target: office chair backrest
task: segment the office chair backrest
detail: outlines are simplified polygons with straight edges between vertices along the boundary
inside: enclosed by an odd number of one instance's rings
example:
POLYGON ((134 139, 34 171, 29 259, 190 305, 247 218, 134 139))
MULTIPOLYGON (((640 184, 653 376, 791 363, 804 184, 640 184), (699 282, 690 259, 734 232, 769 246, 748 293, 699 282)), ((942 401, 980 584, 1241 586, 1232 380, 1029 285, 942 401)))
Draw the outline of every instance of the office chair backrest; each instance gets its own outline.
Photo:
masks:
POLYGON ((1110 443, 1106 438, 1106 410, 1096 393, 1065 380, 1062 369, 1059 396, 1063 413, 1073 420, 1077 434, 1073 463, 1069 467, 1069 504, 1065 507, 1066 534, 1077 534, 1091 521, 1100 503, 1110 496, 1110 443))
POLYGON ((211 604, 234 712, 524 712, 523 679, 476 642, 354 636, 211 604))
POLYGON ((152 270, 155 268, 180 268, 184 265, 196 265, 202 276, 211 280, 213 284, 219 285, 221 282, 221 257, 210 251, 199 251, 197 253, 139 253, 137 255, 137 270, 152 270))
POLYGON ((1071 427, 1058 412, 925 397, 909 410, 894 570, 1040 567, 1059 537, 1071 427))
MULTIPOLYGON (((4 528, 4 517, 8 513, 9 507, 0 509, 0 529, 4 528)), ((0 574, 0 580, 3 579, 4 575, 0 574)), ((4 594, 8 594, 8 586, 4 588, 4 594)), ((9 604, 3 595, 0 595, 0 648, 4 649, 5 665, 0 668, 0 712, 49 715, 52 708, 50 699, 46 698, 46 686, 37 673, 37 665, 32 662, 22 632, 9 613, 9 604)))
---
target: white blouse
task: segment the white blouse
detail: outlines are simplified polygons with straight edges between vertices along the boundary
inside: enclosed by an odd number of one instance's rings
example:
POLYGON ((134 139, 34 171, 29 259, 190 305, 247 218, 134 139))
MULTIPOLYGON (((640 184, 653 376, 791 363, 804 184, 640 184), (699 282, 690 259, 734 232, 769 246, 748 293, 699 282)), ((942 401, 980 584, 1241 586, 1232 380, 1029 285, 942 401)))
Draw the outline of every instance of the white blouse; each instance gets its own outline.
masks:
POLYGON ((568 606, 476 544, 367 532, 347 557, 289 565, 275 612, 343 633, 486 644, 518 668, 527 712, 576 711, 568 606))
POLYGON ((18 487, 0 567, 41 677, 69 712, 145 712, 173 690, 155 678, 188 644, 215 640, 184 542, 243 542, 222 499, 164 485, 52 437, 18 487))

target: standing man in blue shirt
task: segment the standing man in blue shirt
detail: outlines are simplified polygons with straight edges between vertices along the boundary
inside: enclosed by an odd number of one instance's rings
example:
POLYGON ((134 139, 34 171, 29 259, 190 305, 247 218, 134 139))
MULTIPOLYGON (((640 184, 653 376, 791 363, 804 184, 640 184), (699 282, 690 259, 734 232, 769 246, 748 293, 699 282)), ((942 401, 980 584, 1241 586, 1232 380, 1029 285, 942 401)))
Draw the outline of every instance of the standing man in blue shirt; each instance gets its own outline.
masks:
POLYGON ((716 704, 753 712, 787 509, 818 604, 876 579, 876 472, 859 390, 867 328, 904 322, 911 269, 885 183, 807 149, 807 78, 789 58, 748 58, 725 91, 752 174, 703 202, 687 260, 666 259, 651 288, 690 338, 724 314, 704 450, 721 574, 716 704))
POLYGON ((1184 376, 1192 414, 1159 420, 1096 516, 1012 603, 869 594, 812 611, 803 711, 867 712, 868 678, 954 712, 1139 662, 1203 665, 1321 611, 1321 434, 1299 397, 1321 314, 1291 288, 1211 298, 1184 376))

THE REQUEST: Render the rows above as a numbered list, from the line containing "target: office chair backrest" to the line containing "POLYGON ((152 270, 155", both lines included. Omit any blank lines.

RESPONSE TO THE TASK:
1. target: office chair backrest
2. task: segment the office chair backrest
3. detail: outlines are simplified polygons with straight edges between vertices along the boundary
4. inside: enclosed by an odd number of one instance's rings
5. example:
6. POLYGON ((134 139, 34 171, 29 259, 190 305, 247 218, 134 139))
7. MULTIPOLYGON (((640 184, 653 376, 791 363, 804 184, 640 184), (699 282, 690 259, 734 232, 769 246, 748 293, 699 282)), ((942 401, 980 584, 1241 586, 1232 380, 1029 285, 942 401)))
8. Draw the outline of every instance of the office chair backrest; each instance gets its own outline.
9. Photo:
10. masks:
11. POLYGON ((1110 443, 1106 438, 1106 410, 1096 393, 1065 380, 1062 369, 1059 396, 1063 413, 1073 420, 1077 434, 1073 463, 1069 467, 1069 504, 1065 507, 1066 534, 1077 534, 1091 521, 1100 503, 1110 496, 1110 443))
12. POLYGON ((211 604, 234 712, 524 712, 523 679, 476 642, 354 636, 211 604))
13. POLYGON ((152 270, 155 268, 180 268, 184 265, 196 265, 202 276, 211 280, 213 284, 219 285, 221 282, 221 257, 210 251, 199 251, 197 253, 139 253, 137 255, 137 270, 152 270))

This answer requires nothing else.